(Beginning of DATA)
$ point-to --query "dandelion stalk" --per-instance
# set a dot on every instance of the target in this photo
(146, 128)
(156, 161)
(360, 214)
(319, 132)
(End of DATA)
_WHAT NEEDS TO BE DONE_. Extract, exactly, the lines above that begin at the line containing "# set a dot" and end at the final line of the records; add no other text.

_ANSWER FOR THE TASK_.
# set a dot on every instance of the target in this photo
(146, 128)
(156, 161)
(360, 214)
(319, 132)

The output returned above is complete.